Update the lines that run from the line containing "Guideline: the keypoint for each instance of the walking" through the end of the records by replacing "elderly" with "older", and give those lines back with nothing else changed.

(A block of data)
╭──
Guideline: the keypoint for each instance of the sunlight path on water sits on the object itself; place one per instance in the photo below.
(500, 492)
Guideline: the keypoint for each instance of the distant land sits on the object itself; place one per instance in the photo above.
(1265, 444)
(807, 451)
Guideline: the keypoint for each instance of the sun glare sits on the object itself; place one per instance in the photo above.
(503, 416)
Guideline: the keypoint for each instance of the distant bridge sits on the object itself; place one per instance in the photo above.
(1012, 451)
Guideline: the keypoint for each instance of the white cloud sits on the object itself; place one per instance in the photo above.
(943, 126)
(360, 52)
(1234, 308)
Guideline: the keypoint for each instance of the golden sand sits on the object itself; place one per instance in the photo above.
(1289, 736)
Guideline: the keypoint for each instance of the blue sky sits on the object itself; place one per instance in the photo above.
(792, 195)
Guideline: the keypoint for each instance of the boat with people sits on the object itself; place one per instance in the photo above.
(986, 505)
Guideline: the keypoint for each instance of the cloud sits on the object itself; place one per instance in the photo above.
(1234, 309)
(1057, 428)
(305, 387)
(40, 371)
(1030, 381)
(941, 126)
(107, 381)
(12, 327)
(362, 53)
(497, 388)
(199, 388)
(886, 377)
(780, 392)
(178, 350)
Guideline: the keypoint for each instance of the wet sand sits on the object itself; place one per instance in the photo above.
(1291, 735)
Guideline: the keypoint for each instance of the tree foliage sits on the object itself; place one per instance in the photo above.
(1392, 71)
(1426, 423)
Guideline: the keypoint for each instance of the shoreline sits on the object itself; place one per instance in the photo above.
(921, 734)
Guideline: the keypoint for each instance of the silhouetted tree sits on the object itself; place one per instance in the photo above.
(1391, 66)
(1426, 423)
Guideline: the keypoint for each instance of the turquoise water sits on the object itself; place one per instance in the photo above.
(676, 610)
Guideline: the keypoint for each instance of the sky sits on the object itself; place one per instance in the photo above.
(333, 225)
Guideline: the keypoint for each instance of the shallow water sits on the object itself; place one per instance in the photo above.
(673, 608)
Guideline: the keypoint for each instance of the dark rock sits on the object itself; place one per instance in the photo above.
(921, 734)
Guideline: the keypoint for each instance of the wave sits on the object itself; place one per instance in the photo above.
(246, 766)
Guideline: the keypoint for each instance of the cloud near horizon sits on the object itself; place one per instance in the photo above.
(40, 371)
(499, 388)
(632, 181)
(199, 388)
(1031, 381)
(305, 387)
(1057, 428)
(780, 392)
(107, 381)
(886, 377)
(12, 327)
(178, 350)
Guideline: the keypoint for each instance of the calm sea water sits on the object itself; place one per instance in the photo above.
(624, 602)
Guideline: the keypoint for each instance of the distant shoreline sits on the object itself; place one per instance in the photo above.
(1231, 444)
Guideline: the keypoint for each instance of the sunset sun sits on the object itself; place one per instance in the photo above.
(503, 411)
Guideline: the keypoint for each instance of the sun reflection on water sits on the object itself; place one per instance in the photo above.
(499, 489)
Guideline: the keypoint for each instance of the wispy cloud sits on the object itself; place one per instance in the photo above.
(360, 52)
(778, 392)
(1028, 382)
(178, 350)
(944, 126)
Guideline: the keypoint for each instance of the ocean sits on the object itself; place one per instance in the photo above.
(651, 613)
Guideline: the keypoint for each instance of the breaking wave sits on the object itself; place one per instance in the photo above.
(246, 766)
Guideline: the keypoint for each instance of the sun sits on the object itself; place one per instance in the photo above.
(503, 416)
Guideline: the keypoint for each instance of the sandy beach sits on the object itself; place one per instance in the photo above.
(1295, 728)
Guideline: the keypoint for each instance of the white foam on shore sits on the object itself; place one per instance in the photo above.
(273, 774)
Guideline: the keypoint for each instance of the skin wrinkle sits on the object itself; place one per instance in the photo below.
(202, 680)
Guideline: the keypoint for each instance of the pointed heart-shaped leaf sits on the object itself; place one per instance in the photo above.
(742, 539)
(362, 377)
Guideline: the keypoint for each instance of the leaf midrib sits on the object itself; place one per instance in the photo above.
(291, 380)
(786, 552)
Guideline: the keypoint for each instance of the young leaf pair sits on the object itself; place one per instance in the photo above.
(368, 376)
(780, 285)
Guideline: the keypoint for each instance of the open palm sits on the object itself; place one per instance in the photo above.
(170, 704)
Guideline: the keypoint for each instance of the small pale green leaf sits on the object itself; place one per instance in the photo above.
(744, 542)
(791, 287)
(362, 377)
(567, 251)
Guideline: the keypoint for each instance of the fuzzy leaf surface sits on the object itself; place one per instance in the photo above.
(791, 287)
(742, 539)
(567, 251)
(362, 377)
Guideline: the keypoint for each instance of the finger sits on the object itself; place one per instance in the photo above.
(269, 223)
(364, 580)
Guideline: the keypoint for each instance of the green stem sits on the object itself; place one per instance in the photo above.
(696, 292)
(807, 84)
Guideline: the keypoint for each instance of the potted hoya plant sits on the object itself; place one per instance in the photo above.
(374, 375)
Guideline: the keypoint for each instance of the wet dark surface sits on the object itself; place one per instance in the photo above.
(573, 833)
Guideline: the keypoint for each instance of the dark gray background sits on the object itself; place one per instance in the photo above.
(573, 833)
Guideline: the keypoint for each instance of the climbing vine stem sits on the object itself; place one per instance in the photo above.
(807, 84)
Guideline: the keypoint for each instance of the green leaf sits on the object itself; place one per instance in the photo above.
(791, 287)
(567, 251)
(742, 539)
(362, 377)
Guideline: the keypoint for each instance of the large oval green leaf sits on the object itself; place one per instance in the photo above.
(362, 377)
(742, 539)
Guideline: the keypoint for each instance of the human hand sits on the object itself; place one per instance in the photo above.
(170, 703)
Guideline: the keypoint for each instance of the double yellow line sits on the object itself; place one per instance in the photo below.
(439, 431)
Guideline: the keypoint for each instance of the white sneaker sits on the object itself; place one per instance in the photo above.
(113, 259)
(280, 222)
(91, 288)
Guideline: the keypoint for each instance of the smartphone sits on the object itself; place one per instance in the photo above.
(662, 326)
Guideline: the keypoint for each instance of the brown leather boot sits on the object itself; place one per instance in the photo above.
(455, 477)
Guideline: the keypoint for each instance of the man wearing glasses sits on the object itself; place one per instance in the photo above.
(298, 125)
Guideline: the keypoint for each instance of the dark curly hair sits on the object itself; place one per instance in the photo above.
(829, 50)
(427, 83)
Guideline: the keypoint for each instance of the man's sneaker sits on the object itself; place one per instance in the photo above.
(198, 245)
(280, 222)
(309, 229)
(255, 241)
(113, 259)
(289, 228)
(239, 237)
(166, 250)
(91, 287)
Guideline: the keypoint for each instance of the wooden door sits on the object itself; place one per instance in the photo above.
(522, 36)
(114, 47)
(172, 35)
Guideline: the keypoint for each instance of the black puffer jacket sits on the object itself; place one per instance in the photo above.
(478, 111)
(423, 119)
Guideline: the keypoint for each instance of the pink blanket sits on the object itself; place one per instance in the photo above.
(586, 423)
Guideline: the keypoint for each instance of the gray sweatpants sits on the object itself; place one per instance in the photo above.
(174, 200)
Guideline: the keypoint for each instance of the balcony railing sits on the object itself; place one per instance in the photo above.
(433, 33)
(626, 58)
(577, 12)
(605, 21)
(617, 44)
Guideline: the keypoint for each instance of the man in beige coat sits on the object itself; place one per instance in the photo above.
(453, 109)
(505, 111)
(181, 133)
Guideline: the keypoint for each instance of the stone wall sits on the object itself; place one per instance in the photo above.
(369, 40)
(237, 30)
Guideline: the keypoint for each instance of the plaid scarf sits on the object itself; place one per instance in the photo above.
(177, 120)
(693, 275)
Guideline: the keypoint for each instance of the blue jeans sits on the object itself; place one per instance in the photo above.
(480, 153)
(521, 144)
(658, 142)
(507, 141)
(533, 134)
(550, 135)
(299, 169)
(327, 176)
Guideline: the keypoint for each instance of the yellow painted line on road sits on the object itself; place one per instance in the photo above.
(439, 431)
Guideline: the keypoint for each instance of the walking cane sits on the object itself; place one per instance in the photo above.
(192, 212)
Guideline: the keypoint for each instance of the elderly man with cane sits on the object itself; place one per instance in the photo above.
╰──
_Correct response_:
Guideline: the keypoint for each instance of the walking cane sits on the object itself; place one per instance in the photo above.
(192, 212)
Guideline: the keypoint for each instance of the older man with cane sits on the object itself; place one per instance in the photo above.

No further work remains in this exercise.